* Material for this exercise
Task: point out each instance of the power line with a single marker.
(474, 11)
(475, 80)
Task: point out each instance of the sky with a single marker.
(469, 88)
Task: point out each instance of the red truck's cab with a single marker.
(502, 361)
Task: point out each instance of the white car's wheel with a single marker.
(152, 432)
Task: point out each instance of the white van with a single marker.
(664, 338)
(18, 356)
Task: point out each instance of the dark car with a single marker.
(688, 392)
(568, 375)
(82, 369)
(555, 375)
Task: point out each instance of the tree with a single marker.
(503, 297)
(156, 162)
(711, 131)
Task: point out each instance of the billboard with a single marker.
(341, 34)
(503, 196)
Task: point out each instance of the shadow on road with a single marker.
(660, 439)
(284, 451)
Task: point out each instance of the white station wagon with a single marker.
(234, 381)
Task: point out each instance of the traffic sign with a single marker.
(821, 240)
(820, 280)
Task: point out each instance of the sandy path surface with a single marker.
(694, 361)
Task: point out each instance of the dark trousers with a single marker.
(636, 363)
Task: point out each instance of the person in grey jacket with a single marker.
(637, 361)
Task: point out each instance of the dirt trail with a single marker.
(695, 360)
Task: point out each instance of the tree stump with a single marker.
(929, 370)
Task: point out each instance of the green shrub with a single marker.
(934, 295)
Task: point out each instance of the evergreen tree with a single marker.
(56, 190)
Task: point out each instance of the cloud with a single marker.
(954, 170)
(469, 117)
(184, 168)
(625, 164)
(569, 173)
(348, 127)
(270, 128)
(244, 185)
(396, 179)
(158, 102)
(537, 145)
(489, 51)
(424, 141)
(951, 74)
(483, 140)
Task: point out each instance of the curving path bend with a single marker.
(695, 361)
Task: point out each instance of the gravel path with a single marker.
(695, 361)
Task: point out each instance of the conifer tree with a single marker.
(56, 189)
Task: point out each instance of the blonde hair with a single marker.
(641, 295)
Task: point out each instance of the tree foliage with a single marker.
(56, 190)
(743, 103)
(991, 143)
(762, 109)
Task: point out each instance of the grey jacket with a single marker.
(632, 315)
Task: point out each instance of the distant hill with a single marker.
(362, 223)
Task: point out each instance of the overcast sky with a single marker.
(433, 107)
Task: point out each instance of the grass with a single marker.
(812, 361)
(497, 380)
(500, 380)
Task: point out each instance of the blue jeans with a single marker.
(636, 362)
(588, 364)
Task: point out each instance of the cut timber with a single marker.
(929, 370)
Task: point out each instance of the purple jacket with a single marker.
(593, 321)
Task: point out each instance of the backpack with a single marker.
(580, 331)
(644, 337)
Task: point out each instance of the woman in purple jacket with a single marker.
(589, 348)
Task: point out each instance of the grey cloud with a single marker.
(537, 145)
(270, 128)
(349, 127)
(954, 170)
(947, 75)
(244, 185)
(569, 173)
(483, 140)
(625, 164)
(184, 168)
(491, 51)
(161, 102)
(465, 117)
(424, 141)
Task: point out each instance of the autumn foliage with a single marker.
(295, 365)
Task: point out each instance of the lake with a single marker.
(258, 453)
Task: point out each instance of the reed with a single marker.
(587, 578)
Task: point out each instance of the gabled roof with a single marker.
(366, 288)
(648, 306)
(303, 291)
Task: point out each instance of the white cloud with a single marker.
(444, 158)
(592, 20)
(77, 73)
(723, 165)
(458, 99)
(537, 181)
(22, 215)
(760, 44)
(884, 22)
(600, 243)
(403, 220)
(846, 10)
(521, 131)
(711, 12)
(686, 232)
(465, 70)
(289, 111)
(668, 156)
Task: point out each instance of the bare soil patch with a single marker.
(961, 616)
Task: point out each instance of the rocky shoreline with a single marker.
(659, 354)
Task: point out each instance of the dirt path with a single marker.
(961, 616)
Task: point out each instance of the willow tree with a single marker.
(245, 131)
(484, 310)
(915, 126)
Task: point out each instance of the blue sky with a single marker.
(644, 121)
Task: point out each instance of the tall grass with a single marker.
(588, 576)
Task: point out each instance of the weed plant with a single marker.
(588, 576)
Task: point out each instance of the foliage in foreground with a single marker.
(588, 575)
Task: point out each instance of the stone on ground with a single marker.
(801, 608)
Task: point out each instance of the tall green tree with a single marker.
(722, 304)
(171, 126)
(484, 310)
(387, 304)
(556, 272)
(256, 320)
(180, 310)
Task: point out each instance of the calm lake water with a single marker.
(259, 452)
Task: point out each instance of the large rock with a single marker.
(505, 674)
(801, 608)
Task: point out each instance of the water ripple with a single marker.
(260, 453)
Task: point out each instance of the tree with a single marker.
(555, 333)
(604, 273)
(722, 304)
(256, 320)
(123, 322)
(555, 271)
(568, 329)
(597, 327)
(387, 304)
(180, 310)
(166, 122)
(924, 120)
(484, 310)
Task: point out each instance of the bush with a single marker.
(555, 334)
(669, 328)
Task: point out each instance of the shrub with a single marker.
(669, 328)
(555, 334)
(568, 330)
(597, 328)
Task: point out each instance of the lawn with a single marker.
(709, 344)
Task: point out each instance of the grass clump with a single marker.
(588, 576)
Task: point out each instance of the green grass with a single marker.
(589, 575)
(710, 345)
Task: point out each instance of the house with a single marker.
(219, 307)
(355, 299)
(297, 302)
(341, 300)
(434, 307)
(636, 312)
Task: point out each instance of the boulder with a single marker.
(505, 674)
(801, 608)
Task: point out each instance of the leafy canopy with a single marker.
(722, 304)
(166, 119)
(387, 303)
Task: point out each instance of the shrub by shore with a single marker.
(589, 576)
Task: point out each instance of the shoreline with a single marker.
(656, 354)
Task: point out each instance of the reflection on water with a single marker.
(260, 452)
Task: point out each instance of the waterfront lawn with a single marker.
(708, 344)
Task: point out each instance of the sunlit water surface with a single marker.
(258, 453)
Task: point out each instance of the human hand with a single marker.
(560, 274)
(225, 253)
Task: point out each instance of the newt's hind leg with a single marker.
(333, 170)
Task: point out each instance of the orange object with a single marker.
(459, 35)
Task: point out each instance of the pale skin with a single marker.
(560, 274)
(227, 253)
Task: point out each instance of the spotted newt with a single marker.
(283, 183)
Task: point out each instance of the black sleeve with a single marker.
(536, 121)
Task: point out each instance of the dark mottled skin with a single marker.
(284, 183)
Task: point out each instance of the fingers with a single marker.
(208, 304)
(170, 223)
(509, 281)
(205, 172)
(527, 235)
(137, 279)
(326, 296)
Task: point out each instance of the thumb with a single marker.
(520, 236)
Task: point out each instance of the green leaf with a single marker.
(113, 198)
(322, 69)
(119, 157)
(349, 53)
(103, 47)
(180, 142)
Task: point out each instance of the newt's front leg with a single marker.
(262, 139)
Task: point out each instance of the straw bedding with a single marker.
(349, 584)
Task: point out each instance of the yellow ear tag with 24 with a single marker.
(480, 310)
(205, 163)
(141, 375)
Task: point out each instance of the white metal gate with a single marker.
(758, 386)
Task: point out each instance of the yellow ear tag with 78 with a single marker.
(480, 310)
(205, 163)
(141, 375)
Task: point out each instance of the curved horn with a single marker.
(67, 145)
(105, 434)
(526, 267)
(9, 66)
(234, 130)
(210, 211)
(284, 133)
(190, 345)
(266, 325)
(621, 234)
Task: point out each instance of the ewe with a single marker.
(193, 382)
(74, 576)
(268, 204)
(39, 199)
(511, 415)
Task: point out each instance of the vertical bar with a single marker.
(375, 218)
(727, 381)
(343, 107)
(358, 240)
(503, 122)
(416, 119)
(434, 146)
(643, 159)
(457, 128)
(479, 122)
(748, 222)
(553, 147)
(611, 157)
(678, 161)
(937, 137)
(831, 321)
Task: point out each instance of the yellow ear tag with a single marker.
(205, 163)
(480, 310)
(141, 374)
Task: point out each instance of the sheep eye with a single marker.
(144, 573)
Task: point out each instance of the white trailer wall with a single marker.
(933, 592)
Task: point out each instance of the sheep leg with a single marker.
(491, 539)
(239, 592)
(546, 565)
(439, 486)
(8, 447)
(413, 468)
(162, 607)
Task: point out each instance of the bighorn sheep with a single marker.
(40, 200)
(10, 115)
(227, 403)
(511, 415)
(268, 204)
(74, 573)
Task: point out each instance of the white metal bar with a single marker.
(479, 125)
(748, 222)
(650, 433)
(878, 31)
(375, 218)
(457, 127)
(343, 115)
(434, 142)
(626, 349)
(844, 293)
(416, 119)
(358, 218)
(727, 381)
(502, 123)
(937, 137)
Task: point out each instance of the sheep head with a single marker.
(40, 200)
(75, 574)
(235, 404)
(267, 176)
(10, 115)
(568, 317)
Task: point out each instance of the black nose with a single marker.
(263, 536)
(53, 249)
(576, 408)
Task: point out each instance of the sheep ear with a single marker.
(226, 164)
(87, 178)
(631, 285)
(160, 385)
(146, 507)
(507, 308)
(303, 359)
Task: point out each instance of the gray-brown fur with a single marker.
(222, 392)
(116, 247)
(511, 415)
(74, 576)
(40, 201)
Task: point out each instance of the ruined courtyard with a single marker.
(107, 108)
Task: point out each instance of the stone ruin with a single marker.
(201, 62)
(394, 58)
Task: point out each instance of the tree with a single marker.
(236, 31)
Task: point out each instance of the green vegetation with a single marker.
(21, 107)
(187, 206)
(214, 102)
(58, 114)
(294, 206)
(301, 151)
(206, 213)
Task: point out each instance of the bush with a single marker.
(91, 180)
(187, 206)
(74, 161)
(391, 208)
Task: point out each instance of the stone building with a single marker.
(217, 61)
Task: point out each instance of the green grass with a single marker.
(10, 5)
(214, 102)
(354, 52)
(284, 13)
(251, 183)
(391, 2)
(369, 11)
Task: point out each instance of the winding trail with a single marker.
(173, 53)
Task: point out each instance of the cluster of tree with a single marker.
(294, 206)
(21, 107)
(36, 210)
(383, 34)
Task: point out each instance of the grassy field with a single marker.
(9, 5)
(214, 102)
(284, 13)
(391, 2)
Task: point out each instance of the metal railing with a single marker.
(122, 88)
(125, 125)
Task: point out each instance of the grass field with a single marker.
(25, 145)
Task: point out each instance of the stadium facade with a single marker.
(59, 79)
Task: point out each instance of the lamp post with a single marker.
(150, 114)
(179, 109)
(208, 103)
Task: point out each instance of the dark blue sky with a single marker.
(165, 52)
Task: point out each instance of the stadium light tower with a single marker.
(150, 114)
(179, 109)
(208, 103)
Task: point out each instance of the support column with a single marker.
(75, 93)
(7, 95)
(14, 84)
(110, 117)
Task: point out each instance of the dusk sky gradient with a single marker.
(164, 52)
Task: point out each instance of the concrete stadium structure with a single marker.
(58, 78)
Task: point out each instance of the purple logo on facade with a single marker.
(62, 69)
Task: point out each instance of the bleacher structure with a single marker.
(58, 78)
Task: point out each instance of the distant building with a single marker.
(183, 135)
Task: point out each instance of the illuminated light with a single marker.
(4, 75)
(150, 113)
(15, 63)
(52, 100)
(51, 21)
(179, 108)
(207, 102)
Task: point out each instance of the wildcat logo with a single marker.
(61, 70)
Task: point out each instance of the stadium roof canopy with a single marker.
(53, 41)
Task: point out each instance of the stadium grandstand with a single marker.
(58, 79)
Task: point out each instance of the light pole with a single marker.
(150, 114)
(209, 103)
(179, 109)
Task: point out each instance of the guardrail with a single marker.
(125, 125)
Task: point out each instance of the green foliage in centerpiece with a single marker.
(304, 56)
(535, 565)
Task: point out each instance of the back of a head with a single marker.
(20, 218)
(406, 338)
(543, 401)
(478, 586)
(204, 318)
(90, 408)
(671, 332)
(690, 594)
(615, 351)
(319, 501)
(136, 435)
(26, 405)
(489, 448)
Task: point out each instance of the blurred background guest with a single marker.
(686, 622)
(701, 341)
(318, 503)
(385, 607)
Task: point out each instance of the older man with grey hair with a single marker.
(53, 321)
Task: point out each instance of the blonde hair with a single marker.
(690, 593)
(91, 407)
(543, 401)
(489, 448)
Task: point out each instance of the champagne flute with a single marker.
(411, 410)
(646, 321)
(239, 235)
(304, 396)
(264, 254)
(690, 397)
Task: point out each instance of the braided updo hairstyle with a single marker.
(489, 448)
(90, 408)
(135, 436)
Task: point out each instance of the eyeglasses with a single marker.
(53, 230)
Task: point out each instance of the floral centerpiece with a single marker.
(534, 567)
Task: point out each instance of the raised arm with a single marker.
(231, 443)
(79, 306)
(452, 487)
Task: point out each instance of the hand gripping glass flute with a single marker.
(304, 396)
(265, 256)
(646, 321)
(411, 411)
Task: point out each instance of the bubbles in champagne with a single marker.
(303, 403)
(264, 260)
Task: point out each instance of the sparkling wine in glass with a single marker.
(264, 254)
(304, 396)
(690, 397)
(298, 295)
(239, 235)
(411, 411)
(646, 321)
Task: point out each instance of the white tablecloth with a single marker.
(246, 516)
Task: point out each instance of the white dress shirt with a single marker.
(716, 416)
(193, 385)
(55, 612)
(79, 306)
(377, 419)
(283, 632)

* Exercise task
Output the rows, starting at the line containing "Task: point out each instance of the sparkling" and ending at the last row, as a two-column CSV with the header request,points. Give one line per request, with its text and its answer each in a single quoted field and line breaks replaced by spaces.

* Finished exercise
request,points
"Task: point out each instance of the sparkling wine in glass with a single marker.","(264, 254) (304, 396) (690, 397) (298, 295) (239, 235) (411, 411) (646, 321)"
"Task: point out each instance of the white tablecloth with a single marker.","(246, 516)"
"Task: point out each instance of the white dress shirt with a single marker.","(716, 416) (193, 385) (55, 612) (79, 306) (377, 419) (283, 632)"